### QUÉ HACER
Transcribe sin cambios, del texto sobre la muerte de Maradona, todo lo que va desde "Texto escrito el" hasta "resolvemos el mundo.".

### BLOQUE DE TEXTO
___

A los dioses no se los discute

Texto escrito el 25 de noviembre del 2020, fecha en la que murió Diego Armando Maradona.

Hay un asado que quiero ahorrarme. Por primera vez en mi vida, no extraño ni la esquina del barrio de mi infancia ni la sobremesa que le sigue al fútbol de entresemana con los gordos de la cuadra. Hoy me ocurre algo que no me había sucedido nunca, ni en mis 32 años de vida, ni en los nueve meses de pandemia que a todos nos toca padecer: no tengo ganas de la charla cotidiana en la que, con mis amigos, excedidos en ácido úrico y alcohol en sangre resolvemos el mundo.

Es que por estas horas destilo intolerancia. Me declaro incapaz de asimilar comentarios que, en nuestro país, se sueltan en cualquier esquina y, por añadidura, se arrojarían en el convite con la barra de los miércoles. Y eso que acá, en nuestra patria, tenemos el cuero curtido de debates fragorosos que nos ponen en rincones opuestos, incluso con quienes amamos hasta el absurdo.

Pero hoy no. Hoy no puedo escuchar aquello de que el tipo era un ser excepcional “pero (sólo) en la cancha”, porque “no fue un ejemplo para nadie” y porque “se drogaba y era mal padre”. Hoy no, y no porque me parezca que el resto viva equivocado o entienda que no tienen ni una sola razón para pensar como piensan, sino porque hoy sólo quiero recordarlo, llorarlo y gritar un “gracias, Diego” eterno.

___

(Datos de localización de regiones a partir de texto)

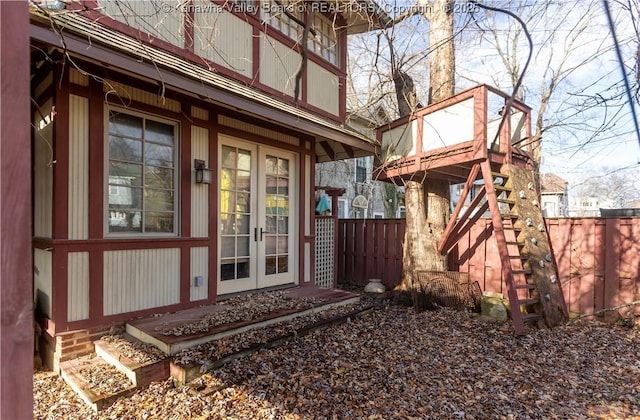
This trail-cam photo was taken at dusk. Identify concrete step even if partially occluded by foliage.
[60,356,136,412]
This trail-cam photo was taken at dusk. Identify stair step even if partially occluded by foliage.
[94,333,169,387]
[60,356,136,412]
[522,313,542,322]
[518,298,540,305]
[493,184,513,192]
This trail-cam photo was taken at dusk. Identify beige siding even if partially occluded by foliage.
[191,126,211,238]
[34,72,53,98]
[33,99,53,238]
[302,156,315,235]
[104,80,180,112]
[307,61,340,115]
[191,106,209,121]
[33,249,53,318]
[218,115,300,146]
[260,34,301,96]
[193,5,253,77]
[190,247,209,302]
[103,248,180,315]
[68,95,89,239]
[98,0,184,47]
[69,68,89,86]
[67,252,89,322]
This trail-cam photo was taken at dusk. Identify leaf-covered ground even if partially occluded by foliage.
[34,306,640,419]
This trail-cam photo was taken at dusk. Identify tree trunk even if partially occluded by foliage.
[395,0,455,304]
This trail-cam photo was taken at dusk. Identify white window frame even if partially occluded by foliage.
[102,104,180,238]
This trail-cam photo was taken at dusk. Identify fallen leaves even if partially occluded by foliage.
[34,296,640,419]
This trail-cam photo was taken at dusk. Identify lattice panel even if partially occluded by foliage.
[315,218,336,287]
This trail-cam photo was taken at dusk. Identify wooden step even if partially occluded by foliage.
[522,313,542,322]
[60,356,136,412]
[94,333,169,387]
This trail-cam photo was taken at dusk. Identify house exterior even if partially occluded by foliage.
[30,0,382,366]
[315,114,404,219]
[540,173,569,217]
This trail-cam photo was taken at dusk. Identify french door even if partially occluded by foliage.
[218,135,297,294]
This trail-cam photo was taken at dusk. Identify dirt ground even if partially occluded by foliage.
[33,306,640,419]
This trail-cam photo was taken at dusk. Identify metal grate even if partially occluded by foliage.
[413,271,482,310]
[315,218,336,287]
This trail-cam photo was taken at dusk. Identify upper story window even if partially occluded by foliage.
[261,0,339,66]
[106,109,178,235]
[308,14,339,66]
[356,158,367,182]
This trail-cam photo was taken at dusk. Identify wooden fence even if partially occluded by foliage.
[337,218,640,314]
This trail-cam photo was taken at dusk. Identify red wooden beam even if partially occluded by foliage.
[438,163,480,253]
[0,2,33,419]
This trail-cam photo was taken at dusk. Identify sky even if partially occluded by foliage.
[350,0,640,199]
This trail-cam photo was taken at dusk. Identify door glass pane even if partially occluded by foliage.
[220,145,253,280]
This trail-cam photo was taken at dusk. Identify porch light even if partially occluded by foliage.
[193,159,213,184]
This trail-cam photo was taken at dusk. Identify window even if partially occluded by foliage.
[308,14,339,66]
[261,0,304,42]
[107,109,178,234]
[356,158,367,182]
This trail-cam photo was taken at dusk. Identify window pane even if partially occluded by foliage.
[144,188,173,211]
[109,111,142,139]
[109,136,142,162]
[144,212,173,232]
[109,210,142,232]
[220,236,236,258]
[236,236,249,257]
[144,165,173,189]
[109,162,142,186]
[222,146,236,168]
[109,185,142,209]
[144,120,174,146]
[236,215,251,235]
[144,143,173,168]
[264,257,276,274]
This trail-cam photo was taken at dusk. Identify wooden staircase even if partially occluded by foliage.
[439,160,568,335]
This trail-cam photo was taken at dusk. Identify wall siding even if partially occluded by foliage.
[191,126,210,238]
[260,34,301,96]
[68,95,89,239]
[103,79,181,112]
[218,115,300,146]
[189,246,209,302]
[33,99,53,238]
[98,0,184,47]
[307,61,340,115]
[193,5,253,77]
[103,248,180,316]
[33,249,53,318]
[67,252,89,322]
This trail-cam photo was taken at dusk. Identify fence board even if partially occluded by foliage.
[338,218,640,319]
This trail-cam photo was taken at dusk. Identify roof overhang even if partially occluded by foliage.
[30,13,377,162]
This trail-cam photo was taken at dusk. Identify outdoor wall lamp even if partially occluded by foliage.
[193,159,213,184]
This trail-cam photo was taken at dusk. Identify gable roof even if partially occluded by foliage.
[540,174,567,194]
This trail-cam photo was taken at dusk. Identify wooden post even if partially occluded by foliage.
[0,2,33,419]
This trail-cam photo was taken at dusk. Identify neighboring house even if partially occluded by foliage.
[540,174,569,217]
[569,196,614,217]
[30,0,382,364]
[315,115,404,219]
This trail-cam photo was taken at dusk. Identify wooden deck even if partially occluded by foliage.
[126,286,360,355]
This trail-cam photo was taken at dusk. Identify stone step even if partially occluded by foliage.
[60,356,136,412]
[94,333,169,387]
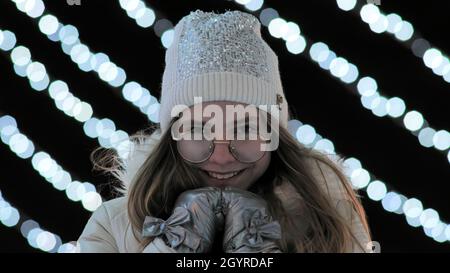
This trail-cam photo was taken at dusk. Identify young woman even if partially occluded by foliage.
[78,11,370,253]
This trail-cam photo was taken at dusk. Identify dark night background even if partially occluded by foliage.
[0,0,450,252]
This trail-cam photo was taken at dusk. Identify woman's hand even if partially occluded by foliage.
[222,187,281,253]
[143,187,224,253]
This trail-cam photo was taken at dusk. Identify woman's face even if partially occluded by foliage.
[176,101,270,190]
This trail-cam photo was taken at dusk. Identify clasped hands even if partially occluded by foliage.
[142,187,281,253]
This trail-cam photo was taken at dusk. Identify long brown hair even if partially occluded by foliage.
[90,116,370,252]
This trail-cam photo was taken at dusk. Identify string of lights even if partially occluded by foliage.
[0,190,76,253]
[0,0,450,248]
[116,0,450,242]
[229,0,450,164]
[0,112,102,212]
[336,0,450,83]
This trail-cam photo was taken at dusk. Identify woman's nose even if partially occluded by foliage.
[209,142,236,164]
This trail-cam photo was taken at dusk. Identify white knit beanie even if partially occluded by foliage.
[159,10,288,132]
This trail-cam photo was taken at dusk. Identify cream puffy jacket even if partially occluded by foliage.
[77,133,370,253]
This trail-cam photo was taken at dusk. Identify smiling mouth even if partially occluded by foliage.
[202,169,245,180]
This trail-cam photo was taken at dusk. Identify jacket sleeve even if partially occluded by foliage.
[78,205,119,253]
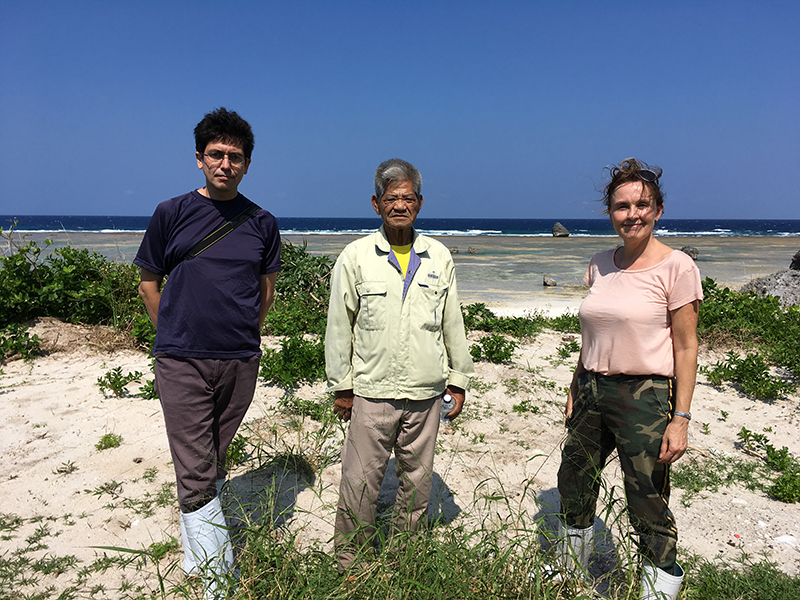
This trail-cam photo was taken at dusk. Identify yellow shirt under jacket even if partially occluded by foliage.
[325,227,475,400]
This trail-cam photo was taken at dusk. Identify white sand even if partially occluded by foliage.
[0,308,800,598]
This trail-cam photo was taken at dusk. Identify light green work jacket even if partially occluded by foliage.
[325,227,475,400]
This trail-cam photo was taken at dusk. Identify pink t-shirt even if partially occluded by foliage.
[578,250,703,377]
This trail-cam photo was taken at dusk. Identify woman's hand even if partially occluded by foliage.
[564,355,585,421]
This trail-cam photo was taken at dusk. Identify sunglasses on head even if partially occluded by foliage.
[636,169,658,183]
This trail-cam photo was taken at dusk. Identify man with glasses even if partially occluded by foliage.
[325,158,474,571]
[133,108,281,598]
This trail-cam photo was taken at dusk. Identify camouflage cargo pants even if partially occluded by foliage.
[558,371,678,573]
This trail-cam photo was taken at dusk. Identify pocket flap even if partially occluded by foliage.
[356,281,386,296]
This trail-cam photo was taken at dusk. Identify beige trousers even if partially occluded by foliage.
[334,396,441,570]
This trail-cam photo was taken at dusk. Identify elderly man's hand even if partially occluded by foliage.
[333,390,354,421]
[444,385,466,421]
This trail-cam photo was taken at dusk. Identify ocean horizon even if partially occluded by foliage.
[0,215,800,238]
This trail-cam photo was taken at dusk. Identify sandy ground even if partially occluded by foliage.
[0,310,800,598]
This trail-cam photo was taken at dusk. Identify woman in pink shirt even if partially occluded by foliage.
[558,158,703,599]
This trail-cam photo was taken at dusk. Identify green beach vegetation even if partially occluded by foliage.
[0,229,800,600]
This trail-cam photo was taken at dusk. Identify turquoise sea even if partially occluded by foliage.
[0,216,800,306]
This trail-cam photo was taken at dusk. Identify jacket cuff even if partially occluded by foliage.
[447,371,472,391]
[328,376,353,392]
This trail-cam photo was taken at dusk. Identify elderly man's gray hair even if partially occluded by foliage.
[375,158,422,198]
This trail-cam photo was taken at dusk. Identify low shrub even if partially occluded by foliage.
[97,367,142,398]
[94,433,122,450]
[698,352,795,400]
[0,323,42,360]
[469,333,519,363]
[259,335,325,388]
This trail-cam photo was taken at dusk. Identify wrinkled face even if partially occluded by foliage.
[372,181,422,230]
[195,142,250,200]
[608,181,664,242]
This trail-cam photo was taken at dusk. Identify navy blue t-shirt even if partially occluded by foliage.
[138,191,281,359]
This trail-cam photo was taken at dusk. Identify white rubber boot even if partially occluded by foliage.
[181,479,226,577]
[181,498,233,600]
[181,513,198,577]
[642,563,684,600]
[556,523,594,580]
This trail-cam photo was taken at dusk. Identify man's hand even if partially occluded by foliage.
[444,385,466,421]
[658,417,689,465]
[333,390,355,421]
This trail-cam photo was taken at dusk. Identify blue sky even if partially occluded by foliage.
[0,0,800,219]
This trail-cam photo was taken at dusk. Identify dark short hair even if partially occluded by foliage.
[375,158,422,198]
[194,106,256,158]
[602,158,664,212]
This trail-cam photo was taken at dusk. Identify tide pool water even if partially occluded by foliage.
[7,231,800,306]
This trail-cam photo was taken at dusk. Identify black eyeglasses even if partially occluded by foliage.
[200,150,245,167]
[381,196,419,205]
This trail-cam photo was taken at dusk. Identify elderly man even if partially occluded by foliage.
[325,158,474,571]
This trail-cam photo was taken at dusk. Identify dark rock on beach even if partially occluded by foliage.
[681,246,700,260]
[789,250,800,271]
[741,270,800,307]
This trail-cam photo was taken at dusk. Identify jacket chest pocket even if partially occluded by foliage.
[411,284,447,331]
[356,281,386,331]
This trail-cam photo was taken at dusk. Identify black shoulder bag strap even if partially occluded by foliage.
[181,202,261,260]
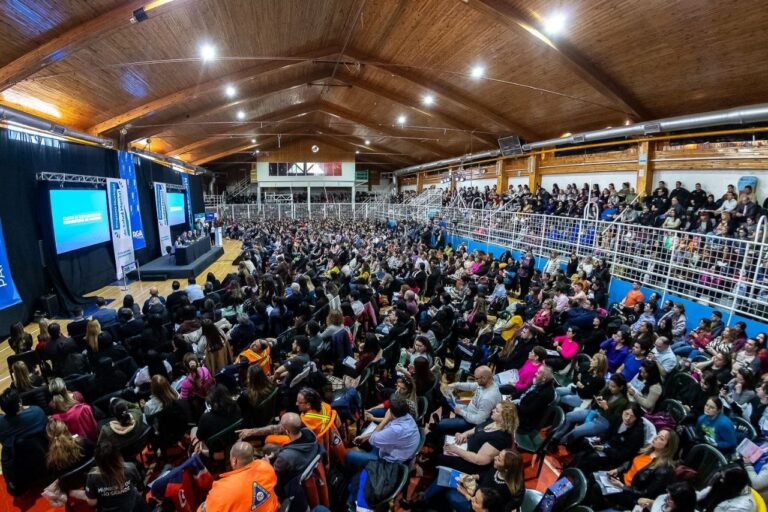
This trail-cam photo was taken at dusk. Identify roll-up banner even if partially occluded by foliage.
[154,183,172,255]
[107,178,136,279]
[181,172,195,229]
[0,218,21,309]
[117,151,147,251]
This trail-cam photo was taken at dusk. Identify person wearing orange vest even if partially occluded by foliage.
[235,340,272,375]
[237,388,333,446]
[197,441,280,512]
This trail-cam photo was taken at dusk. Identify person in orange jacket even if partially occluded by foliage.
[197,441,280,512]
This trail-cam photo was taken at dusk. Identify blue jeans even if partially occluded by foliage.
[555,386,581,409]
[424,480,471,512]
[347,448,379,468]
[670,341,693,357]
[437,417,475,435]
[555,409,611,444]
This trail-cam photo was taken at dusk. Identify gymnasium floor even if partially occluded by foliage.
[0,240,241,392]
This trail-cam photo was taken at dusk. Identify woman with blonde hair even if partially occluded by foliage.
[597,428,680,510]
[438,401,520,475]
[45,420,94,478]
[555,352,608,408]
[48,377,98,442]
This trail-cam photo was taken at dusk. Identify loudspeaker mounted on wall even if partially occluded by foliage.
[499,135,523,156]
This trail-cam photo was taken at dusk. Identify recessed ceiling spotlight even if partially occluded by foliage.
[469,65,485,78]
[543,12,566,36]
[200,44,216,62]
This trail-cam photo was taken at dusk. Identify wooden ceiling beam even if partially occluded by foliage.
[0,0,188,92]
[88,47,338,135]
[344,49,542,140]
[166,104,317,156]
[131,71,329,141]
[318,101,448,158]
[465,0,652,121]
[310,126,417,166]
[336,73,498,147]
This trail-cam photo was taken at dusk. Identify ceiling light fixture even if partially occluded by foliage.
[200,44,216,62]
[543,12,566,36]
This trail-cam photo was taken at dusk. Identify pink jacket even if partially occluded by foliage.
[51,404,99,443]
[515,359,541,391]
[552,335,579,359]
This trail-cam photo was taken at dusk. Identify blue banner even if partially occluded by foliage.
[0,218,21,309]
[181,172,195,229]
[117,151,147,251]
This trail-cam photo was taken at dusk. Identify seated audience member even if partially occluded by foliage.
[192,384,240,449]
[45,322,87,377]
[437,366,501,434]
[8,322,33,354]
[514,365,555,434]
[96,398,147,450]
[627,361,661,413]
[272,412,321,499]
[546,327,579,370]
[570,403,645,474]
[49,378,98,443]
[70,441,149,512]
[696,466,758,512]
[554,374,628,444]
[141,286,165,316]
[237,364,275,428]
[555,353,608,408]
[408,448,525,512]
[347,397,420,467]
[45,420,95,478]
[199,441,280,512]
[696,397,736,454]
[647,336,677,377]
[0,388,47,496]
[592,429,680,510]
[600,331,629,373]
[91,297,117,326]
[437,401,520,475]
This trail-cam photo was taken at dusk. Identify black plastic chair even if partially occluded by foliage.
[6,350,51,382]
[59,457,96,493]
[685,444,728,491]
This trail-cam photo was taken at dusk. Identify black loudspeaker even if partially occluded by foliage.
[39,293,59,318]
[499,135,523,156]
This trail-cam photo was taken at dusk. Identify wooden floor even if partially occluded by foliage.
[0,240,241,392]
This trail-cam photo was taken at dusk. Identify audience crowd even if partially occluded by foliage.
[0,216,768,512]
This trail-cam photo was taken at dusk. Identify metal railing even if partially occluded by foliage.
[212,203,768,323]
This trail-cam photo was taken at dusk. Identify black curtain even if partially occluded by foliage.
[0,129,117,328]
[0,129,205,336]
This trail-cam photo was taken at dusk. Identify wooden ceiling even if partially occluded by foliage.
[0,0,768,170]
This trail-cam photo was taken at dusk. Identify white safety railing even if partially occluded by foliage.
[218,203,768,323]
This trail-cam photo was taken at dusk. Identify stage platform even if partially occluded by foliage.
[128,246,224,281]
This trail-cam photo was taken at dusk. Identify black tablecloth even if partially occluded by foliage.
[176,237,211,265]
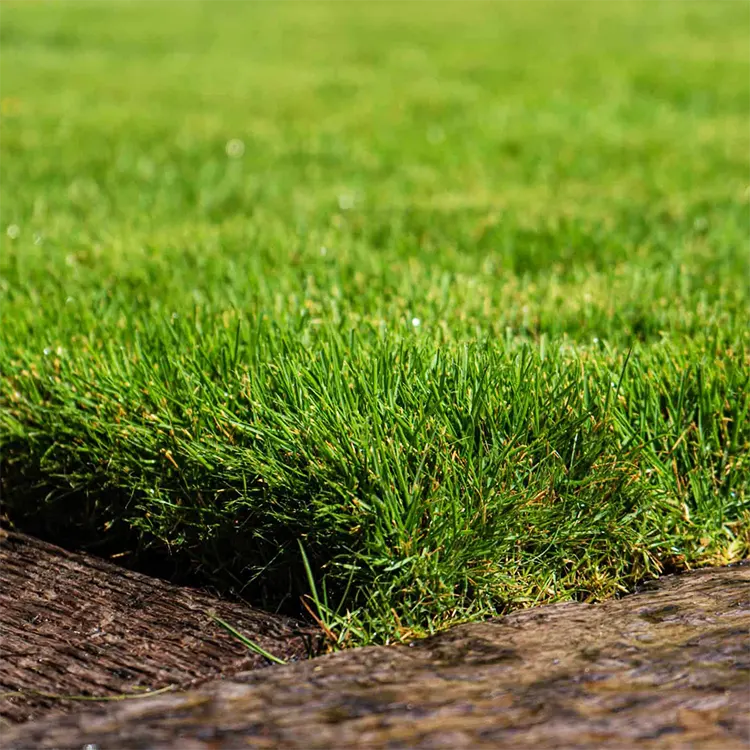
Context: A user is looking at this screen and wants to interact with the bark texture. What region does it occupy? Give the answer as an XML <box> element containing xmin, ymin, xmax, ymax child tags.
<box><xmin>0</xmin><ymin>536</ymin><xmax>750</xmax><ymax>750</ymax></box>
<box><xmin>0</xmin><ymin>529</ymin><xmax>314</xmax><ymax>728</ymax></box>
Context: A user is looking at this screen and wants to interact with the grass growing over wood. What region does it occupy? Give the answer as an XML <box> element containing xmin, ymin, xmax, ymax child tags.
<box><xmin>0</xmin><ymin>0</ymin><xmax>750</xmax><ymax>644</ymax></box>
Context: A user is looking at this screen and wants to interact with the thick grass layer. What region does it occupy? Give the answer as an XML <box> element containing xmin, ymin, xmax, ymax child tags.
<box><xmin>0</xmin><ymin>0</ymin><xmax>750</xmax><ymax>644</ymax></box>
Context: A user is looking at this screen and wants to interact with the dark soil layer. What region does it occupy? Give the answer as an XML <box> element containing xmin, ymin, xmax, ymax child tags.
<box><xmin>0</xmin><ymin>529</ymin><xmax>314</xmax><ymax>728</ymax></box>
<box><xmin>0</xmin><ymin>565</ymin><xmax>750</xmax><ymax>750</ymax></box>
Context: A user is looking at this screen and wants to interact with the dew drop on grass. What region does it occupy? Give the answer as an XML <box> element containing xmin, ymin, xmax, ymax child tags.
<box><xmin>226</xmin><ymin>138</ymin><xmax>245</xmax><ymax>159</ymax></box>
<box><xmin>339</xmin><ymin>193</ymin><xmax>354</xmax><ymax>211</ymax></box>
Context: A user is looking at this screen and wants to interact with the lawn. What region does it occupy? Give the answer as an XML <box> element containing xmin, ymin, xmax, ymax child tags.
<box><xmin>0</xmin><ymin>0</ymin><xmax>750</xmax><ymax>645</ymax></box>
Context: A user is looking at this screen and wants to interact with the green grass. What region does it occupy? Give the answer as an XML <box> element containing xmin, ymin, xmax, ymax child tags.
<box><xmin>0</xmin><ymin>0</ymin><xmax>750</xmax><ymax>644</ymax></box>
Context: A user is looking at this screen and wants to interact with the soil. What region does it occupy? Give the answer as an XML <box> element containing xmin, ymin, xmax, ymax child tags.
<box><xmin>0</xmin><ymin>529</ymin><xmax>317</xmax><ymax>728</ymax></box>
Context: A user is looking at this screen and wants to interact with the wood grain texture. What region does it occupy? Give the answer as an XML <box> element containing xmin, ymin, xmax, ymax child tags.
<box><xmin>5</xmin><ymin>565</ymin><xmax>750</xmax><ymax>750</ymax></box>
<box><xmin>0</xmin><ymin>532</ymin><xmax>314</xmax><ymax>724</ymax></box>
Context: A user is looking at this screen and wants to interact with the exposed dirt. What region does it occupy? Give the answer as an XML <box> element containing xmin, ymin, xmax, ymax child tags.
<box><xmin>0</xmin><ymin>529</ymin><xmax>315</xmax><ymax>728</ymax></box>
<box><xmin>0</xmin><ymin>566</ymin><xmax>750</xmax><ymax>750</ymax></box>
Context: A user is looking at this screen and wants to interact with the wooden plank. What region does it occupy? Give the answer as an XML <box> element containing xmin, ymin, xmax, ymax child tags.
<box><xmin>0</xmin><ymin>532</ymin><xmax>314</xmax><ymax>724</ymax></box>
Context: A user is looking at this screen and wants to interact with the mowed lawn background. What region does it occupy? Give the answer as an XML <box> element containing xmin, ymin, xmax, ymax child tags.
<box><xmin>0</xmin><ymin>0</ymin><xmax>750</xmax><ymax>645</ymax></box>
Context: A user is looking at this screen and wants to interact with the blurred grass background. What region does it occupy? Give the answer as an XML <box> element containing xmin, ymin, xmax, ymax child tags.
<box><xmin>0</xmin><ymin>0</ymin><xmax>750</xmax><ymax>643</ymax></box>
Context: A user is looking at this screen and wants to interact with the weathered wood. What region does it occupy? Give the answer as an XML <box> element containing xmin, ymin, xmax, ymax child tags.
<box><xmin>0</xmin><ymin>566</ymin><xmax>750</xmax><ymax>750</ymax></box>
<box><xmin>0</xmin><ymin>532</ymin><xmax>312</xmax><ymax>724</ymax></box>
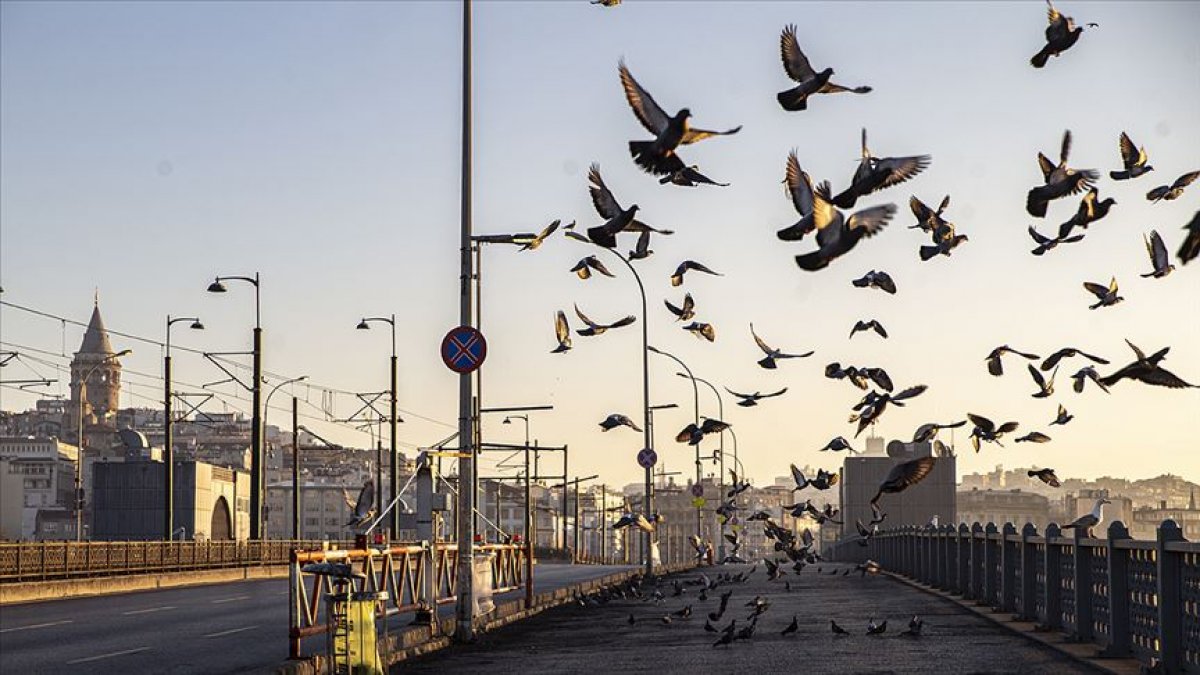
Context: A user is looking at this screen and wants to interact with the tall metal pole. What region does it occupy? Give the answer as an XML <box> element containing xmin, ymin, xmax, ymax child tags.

___

### CASILLA DE RESPUESTA
Texto escrito el 25 de noviembre del 2020, fecha en la que murió Diego Armando Maradona.

Hay un asado que quiero ahorrarme. Por primera vez en mi vida, no extraño ni la esquina del barrio de mi infancia ni la sobremesa que le sigue al fútbol de entresemana con los gordos de la cuadra. Hoy me ocurre algo que no me había sucedido nunca, ni en mis 32 años de vida, ni en los nueve meses de pandemia que a todos nos toca padecer: no tengo ganas de la charla cotidiana en la que, con mis amigos, excedidos en ácido úrico y alcohol en sangre resolvemos el mundo.